• Exercise aim: Reproduce each of the following records verbatim, omitting the pictures from your answer.
══ Given entries ══
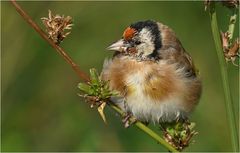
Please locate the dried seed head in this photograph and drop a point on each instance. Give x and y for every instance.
(179, 134)
(56, 26)
(232, 53)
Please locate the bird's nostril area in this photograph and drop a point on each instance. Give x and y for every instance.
(132, 50)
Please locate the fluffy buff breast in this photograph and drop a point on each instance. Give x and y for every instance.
(151, 91)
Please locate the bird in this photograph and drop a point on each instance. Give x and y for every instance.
(154, 76)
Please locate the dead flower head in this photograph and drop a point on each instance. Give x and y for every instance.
(56, 26)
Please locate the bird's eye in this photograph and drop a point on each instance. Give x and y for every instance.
(137, 42)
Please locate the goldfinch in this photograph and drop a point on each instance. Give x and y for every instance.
(153, 74)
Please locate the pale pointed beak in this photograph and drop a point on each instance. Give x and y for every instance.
(118, 46)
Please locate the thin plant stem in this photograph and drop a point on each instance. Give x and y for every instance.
(232, 22)
(85, 77)
(224, 74)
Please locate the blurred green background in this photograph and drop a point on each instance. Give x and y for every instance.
(40, 107)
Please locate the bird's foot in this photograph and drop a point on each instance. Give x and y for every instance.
(128, 119)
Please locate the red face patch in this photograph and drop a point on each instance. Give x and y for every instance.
(129, 33)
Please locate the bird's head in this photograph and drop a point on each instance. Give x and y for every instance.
(141, 39)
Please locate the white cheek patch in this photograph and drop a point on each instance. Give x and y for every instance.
(147, 45)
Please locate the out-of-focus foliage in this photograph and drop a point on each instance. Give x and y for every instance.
(40, 107)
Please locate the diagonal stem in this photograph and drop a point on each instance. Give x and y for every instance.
(84, 77)
(224, 74)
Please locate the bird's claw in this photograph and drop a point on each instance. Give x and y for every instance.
(128, 120)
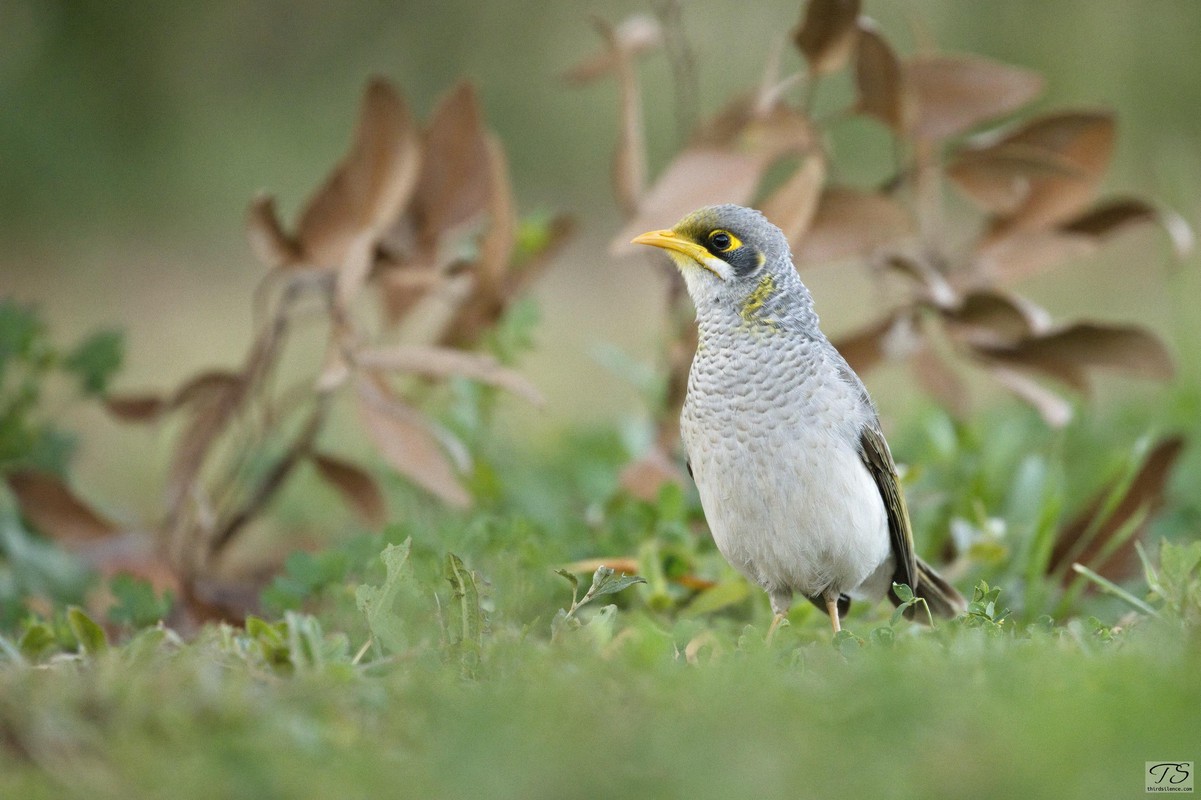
═══
• Task result:
Please locate the dried seed head in this photograph and drop a point on each instance. Give x and y for every instance.
(179, 134)
(56, 26)
(232, 53)
Please locate the bird's nostril area in this photograph and drop a point on each instance. Give x and y for every instance.
(132, 50)
Please locate the fluffy buff breast in this photograph and drop a point on each instance. Give x and y for every instance.
(151, 91)
Please locate the bird in this photograph and drop a point on each instance. Give x and y for every instance.
(154, 76)
Please locate the dead flower head in this photograph and drop a point on each instance. Give x and y for every instance.
(56, 26)
Please locate the bird's eye in this photograph and drop a point on each instance. Give x and y for every instance.
(137, 42)
Please locate the goldfinch in this photograph and drop a point on each instance. Give x and y for every instance.
(153, 74)
Please locate the pale pointed beak in this photograph and drop a point on each instance. Give x and y for every instance.
(118, 46)
Please locate the thin plant stem in this photograph and drop a point on each instance. Give x and y for every instance.
(232, 22)
(85, 77)
(224, 74)
Please locate the blurred green background in this photograph and drop a point on each instance. Give x and y for every instance.
(40, 107)
Please locate the bird's foot in this photograph and drop a point on each instance. Give x and y for every instance.
(128, 119)
Please locate the red face patch in this photograph and drop a point on each instance. Give x and y for every instance.
(129, 33)
Please locate the bird's head in this photograph and drop a point on each instance. Give x and y for every instance.
(141, 39)
Please locate the white cheek patch in this photograph and drop a point on each instance. Give x and y for every instance.
(147, 45)
Please locate the out-of-focus foliage in this photograph and drop a point on each instance. Give x and y for every instance.
(40, 107)
Please locate the diagonal stem in this photograph and drop a point on each instance. Give x and y for every instance.
(84, 77)
(224, 74)
Please locate the bird's claw in this photograph and drop a point on each instance. Give x and y for every instance.
(128, 120)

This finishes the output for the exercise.